From the rows below, pick out and copy each line that contains the word "glass".
##### EXTRACTED ENTRIES
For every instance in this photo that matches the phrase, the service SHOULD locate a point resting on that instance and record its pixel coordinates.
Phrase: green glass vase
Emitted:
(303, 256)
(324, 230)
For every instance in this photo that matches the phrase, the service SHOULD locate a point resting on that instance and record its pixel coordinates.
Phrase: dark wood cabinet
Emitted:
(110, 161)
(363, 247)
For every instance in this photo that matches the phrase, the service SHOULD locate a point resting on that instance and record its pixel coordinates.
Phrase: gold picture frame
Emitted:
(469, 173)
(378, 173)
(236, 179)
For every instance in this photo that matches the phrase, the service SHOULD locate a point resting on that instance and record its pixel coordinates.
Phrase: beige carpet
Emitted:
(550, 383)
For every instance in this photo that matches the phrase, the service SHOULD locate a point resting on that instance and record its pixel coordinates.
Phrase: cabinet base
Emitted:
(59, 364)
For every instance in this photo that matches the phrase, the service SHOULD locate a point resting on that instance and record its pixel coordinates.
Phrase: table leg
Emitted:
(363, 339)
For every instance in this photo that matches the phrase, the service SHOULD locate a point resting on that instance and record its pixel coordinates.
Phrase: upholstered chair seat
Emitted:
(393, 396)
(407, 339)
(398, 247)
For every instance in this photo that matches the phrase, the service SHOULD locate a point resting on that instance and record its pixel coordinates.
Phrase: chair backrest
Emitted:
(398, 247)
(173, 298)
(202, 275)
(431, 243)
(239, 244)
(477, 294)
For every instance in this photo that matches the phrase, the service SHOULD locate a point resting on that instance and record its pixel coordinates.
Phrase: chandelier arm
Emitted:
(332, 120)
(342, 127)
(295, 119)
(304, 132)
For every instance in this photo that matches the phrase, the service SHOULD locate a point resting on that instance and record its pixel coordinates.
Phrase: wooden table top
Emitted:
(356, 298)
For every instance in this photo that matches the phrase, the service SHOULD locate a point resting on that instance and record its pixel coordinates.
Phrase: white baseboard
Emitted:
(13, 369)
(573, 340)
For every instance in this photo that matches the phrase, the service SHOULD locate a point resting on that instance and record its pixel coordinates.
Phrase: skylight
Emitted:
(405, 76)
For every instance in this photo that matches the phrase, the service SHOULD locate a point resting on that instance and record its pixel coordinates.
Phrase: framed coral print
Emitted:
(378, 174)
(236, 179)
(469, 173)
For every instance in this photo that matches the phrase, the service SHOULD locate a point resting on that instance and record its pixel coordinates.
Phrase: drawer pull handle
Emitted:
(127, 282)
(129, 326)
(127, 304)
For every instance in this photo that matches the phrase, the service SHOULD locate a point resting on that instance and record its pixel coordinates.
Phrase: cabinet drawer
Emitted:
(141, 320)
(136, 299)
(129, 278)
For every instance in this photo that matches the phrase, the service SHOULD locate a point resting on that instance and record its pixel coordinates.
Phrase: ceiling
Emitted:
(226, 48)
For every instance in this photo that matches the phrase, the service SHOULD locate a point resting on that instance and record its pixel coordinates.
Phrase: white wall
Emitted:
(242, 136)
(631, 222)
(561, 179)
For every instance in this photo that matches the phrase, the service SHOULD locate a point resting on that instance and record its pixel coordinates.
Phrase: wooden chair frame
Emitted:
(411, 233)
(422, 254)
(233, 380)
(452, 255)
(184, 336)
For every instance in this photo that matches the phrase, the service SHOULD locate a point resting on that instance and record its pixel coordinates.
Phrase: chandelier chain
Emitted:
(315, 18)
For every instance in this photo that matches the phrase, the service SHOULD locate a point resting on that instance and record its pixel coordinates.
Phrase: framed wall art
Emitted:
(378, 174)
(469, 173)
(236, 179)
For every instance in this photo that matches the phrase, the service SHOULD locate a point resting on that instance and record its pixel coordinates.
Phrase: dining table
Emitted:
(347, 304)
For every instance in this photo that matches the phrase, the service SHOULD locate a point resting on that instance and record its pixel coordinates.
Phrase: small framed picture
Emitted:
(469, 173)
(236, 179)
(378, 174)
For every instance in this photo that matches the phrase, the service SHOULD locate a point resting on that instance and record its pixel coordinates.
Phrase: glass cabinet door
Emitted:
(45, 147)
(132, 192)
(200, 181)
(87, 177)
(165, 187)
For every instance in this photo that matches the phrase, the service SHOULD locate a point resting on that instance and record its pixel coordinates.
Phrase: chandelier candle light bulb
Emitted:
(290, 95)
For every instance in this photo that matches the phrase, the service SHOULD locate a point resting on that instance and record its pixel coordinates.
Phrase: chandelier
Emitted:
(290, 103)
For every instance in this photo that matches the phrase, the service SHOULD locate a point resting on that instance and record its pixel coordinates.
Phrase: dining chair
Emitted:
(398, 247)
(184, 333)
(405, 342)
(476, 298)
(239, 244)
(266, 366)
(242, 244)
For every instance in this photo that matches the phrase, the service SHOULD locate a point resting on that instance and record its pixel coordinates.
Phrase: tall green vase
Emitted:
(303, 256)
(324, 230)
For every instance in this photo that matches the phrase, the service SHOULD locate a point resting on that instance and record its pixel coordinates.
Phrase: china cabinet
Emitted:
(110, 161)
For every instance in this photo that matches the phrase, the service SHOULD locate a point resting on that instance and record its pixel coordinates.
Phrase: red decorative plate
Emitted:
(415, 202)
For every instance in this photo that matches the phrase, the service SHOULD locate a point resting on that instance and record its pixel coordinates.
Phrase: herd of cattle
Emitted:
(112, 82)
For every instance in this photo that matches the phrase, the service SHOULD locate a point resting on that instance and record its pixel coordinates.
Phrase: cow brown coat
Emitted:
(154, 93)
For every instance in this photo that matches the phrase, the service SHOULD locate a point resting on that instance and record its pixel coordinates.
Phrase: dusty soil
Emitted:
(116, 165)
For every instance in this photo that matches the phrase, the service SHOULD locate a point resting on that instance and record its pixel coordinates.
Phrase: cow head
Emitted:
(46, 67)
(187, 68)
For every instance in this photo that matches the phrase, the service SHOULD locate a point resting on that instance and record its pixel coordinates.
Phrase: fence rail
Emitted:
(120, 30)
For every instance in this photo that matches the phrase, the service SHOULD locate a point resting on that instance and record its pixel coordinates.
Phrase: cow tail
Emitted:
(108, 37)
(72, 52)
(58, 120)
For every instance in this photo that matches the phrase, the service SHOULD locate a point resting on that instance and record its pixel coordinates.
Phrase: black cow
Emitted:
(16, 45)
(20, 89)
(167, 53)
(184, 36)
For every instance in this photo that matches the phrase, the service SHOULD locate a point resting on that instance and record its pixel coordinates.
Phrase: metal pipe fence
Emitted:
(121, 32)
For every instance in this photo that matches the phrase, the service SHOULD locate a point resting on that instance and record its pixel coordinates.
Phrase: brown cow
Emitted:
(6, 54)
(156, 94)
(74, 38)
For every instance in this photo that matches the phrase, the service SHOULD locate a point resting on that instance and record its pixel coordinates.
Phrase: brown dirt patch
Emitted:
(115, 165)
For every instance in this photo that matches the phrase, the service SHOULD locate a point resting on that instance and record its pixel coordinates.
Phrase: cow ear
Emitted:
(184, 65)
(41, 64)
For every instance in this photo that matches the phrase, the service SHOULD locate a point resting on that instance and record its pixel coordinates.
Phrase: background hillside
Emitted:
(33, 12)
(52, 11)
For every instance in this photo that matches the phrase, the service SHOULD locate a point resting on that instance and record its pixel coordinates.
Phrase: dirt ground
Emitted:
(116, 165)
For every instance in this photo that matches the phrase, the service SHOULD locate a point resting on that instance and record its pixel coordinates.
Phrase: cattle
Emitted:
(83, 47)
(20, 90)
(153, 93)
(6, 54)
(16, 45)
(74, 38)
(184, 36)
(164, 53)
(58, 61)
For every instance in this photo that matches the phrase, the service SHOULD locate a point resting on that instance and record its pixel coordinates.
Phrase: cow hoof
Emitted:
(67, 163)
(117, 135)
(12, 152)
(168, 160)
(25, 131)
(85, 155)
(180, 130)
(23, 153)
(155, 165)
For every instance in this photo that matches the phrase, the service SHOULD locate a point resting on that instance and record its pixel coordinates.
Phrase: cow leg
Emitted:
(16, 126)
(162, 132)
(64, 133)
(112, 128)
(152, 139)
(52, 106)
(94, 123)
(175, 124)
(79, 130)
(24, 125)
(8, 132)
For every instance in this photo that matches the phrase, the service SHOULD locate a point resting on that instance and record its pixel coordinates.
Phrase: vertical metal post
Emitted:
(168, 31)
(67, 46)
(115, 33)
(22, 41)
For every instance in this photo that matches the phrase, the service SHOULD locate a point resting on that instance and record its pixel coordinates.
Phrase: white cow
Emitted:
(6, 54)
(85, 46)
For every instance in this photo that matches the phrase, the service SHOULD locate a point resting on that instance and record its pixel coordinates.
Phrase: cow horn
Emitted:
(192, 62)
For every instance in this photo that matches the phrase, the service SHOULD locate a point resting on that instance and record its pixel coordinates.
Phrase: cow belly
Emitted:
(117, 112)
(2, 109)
##########
» **CORRECT RESPONSE**:
Phrase: green glass vase
Phrase: glass cabinet door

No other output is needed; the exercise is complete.